→ **The data**:

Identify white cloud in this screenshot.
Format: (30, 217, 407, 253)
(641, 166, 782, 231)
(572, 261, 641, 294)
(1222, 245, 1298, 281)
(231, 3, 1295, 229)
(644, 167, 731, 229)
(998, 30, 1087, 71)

→ **Assigned task**: Repeat the data in full, keeping each word exactly as it is.

→ **Response below**:
Identify white cloud in this screenshot.
Format: (30, 217, 407, 253)
(641, 166, 782, 231)
(572, 261, 641, 294)
(1222, 245, 1298, 281)
(231, 3, 1295, 229)
(644, 167, 731, 229)
(998, 30, 1087, 71)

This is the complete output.